Texto selecionado –
┄┄┄┄┄┄┄┄┄┄┄┄┄┄┄┄┄┄┄┄

BS: Neste disco, as músicas que não são originais estão relacionadas com a Madeira. Temos o Noites da Madeira e a versão de um standard, um tema do repertório jazzístico, mas que é tocado com instrumentos tradicionais da Madeira.

“O facto de estarmos longe aproxima-nos mais das nossas raízes”

 

Para além dos Mano a Mano, cada um tem outros projetos com outros músicos e dão aulas. Como conseguem conciliar tudo?

BS: Dei aulas durante muitos anos, mas neste momento dirijo a escola do Hot Clube, sou diretor pedagógico. Fui lá aluno e dei lá aulas, mas optei por fazer uma pausa nas aulas porque a minha prioridade é tocar. A certa alturei parei e pensei que precisava de mais tempo para tocar, para compor, para estudar, para praticar. Foi uma opção fazer essa redução. O André também tomou essa opção recentemente, está a dar menos aulas…

AS: O percurso normal é darmos aulas, termos vários projetos em que tocamos pontualmente… Às vezes recebemos um convite para tocar pontualmente com alguém, mas nunca é só aquele dia. Tens que ter tempo para aprender o repertório, para ensaiar… Essa é uma gestão difícil de fazer.

BS: Enquanto freelancers nunca sabemos que trabalho vamos ter, por isso vamos aceitando os convites… No nosso caso, de agosto até ao final de outubro de 2019, tocámos todos os fins-de-semana. Neste momento, por ter tomado a decisão de ter mais tempo para mim, estou a correr mais riscos, mas isso também implica um investimento maior em procurar mais. Às vezes, o facto de aceitarmos tudo deixa-nos mais relaxados, estamos sempre ocupados, não temos que procurar nada. É uma decisão de algum risco mas que nos obriga a ir atrás.

┄┄┄┄┄┄┄┄┄┄┄┄┄┄┄┄┄┄┄┄

Dados armazenados –
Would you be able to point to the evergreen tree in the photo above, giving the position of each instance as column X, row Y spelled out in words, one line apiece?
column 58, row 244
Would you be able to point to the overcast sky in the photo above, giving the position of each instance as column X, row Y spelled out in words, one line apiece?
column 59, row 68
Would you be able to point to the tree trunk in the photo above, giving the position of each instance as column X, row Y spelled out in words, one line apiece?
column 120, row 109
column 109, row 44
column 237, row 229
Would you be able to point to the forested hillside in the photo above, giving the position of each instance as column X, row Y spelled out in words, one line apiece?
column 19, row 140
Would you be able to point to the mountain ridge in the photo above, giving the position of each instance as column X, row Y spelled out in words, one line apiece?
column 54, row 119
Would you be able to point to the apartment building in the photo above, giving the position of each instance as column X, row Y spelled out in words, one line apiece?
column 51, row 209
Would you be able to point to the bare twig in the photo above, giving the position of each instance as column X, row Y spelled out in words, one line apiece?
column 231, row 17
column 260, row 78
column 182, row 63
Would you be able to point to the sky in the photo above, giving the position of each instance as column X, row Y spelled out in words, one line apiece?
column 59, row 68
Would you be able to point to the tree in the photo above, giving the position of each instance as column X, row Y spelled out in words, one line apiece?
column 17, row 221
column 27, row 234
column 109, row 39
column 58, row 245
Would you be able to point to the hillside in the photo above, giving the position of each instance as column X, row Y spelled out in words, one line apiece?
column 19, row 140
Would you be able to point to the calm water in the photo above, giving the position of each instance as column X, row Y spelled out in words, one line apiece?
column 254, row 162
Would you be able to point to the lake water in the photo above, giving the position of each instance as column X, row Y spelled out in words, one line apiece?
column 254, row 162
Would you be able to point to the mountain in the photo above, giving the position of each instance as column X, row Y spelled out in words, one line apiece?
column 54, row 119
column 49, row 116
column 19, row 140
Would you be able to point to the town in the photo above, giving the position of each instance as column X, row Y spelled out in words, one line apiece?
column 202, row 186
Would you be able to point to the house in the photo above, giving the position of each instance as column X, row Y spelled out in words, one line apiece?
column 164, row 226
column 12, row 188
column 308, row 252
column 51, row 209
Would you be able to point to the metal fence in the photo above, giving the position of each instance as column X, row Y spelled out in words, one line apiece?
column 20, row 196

┄┄┄┄┄┄┄┄┄┄┄┄┄┄┄┄┄┄┄┄

Problema a resolver – Reproduza sem alterações o trecho da entrevista aos Mano a Mano que começa em "AS: O percurso" e segue até "a ir atrás.". Os registos provêm de uma fonte diferente da entrevista.

Resposta à tarefa –
AS: O percurso normal é darmos aulas, termos vários projetos em que tocamos pontualmente… Às vezes recebemos um convite para tocar pontualmente com alguém, mas nunca é só aquele dia. Tens que ter tempo para aprender o repertório, para ensaiar… Essa é uma gestão difícil de fazer.

BS: Enquanto freelancers nunca sabemos que trabalho vamos ter, por isso vamos aceitando os convites… No nosso caso, de agosto até ao final de outubro de 2019, tocámos todos os fins-de-semana. Neste momento, por ter tomado a decisão de ter mais tempo para mim, estou a correr mais riscos, mas isso também implica um investimento maior em procurar mais. Às vezes, o facto de aceitarmos tudo deixa-nos mais relaxados, estamos sempre ocupados, não temos que procurar nada. É uma decisão de algum risco mas que nos obriga a ir atrás.